+++ EXTRACTO DE PÁGINA

San Patricio y las serpientes de Irlanda: historias fabulosas y novela, cuando la leyenda se va de las manos

Ana B. Nieto es autora de varias novelas, incluidas La huella blanca (Ediciones B), la adaptación literaria de la exitosa serie de televisión Acacias 38 con Manuela o El club de las 50 palabras (Roca Editorial). Ahora regresa con Las espaldas de la tierra, la conclusión de la trilogía celta que arrancó con La huella blanca y continuó con Los hijos del caballo y que se ambienta en la mítica Irlanda del siglo V, época y tierra donde se mezclan el mundo cristiano de San Patricio y el mítico de los celtas. Un tiempo de historia y leyenda. Y, precisamente, sobre esa relación reflexiona la autora en el siguiente artículo.

Milagros que envidiaría cualquier personaje Marvel, personas que vivieron casi mil años, hombres con más de seiscientos hijos, batallas ganadas después de muerto… ¿Y qué hacemos con esto? ¡Si es novela histórica!

El problema es de fidelidad: ¿respetamos la Historia (y el sentido común)? ¿O bien respetamos esa historia concreta, tal y como nos ha llegado (aunque parezca un disparate)?

Por un lado el lector demanda rigor histórico. Por supuesto, a nadie nos gusta que nos engañen. Hay que ser lo más fiel posible a la reconstrucción científica de los hechos, esos que los reflejan mejor. Aunque sepamos que la propia disciplina histórica es relato, selección, artesanía… sería una falta de respeto tanto a los historiadores (a los que debemos muchísimo) como a los lectores. No queremos desinformar. Es increíble, además, lo formado que está el lector fiel de histórica respecto a algunos períodos. A base de leer una y otra vez a Posteguillo o a Manfredi te describen desde la sandalia hasta la punta del pilum. Si te descuidas, te pillan seguro.

He oído a algún autor (ya no recuerdo quién) decir: “que un dato histórico no te estropee una buena historia”. Es lo que debió de pensar Mel Gibson cuando hizo Braveheart. Esto es lo que llamamos licencias literarias. Cuando los datos apuntan en la misma dirección y los historiadores están más o menos de acuerdo, tomarte licencias no me parece serio. La cosa cambia cuando hay varias versiones del mismo hecho o, una vez hecho el esfuerzo de investigación, no se ha encontrado nada al respecto y toca fabular.

++++++
+++ DATOS EXTRAÍDOS

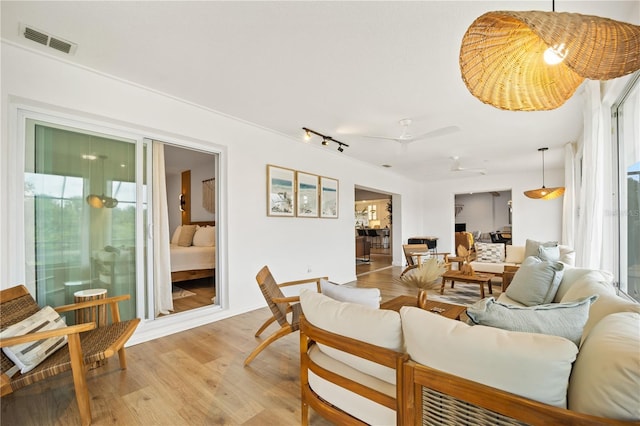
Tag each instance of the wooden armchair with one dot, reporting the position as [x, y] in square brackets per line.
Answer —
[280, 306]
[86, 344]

++++++
+++ DATOS EXTRAÍDOS

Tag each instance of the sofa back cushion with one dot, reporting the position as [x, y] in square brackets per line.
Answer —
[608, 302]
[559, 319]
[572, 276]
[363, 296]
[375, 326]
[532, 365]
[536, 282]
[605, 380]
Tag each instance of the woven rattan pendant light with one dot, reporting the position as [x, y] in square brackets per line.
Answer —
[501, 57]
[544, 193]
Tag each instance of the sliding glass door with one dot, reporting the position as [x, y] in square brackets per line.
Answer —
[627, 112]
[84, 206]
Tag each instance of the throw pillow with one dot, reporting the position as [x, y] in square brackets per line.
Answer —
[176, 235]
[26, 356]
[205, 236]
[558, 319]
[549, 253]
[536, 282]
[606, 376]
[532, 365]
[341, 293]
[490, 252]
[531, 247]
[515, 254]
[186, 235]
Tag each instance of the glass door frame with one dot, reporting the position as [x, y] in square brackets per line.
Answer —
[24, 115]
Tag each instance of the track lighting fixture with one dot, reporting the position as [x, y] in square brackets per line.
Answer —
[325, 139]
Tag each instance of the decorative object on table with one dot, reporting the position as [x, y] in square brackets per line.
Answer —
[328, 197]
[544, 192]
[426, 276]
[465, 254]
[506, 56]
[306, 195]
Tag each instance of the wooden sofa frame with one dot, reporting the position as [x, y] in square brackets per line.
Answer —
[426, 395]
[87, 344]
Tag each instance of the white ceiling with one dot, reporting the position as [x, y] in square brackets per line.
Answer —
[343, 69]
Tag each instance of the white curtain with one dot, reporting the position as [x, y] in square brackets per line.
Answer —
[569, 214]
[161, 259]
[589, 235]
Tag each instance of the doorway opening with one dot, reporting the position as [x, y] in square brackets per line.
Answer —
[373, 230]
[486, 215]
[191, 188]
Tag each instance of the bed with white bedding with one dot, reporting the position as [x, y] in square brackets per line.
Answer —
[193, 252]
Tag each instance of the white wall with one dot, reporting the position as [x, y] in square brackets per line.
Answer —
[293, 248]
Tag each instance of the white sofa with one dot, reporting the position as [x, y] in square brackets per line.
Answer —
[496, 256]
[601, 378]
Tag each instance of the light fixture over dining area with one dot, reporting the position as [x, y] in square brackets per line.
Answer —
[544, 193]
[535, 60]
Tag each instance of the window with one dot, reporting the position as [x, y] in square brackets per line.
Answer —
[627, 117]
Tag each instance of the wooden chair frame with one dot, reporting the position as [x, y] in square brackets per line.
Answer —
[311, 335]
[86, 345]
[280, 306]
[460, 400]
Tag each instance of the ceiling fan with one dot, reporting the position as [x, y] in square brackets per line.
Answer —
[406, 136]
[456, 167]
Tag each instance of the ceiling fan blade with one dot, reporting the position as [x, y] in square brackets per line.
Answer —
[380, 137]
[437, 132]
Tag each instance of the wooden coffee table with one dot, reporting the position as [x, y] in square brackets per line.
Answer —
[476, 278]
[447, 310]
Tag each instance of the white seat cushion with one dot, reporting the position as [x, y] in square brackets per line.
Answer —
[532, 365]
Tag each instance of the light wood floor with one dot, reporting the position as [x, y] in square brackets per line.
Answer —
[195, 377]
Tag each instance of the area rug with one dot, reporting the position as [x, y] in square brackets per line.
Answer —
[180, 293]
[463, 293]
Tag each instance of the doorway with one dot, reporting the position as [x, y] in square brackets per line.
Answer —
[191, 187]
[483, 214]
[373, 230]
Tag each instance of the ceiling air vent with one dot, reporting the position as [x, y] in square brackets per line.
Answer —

++++++
+++ DATOS EXTRAÍDOS

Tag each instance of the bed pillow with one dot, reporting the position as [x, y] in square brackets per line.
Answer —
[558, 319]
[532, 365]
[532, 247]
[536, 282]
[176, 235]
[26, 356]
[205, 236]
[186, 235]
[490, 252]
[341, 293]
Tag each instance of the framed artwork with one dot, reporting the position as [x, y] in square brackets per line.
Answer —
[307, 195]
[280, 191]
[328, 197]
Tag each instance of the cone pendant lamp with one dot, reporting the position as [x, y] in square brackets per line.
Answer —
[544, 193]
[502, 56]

++++++

*TAREA PROPUESTA*
Transcribe sin cambios el pasaje del artículo sobre San Patricio y la novela histórica que comienza en "Por un lado" y acaba en "te pillan seguro.".

*RESPUESTA PROPUESTA*
Por un lado el lector demanda rigor histórico. Por supuesto, a nadie nos gusta que nos engañen. Hay que ser lo más fiel posible a la reconstrucción científica de los hechos, esos que los reflejan mejor. Aunque sepamos que la propia disciplina histórica es relato, selección, artesanía… sería una falta de respeto tanto a los historiadores (a los que debemos muchísimo) como a los lectores. No queremos desinformar. Es increíble, además, lo formado que está el lector fiel de histórica respecto a algunos períodos. A base de leer una y otra vez a Posteguillo o a Manfredi te describen desde la sandalia hasta la punta del pilum. Si te descuidas, te pillan seguro.